◆ **Data section**:
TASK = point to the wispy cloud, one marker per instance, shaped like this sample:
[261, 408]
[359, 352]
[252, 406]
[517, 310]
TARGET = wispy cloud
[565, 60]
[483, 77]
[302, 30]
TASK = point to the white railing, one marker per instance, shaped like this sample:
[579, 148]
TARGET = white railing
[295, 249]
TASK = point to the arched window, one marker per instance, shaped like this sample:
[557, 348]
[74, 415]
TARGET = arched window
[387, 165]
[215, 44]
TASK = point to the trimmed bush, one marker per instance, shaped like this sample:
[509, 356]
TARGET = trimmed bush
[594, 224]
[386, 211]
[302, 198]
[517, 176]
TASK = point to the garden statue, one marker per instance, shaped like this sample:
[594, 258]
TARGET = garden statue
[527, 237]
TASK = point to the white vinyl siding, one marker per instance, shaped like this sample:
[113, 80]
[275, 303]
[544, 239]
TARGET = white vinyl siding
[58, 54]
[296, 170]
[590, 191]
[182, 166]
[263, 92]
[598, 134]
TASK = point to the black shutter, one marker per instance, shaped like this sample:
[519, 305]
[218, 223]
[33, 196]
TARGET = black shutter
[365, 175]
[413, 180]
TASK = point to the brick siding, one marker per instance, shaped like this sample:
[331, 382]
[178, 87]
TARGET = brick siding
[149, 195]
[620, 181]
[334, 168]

◆ **Exercise description**: Indicate how many lines of the material include the word "marker"; the number alone is required.

◆ **Reply**: 8